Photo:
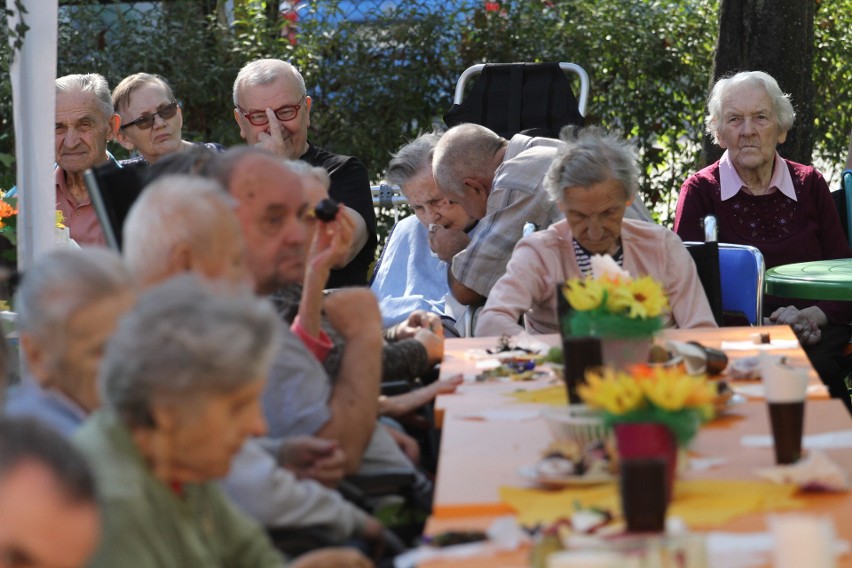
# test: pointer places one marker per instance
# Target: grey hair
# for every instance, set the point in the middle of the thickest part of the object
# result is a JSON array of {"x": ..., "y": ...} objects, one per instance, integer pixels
[
  {"x": 782, "y": 106},
  {"x": 466, "y": 150},
  {"x": 264, "y": 72},
  {"x": 305, "y": 170},
  {"x": 172, "y": 210},
  {"x": 184, "y": 338},
  {"x": 592, "y": 155},
  {"x": 27, "y": 440},
  {"x": 88, "y": 83},
  {"x": 412, "y": 158},
  {"x": 61, "y": 283}
]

→ ASSIGNMENT
Leave the pictures out and return the rest of the listing exactly.

→ ANSWER
Photo:
# test: pointer places one marker per instance
# Target: grey hair
# for every instance, set the point in the middle of the thickest part of the object
# result is a JSON array of {"x": ..., "y": ...} objects, one per instance, integer pixels
[
  {"x": 782, "y": 106},
  {"x": 466, "y": 150},
  {"x": 264, "y": 72},
  {"x": 305, "y": 170},
  {"x": 172, "y": 210},
  {"x": 184, "y": 338},
  {"x": 592, "y": 155},
  {"x": 27, "y": 440},
  {"x": 88, "y": 83},
  {"x": 412, "y": 158},
  {"x": 61, "y": 283}
]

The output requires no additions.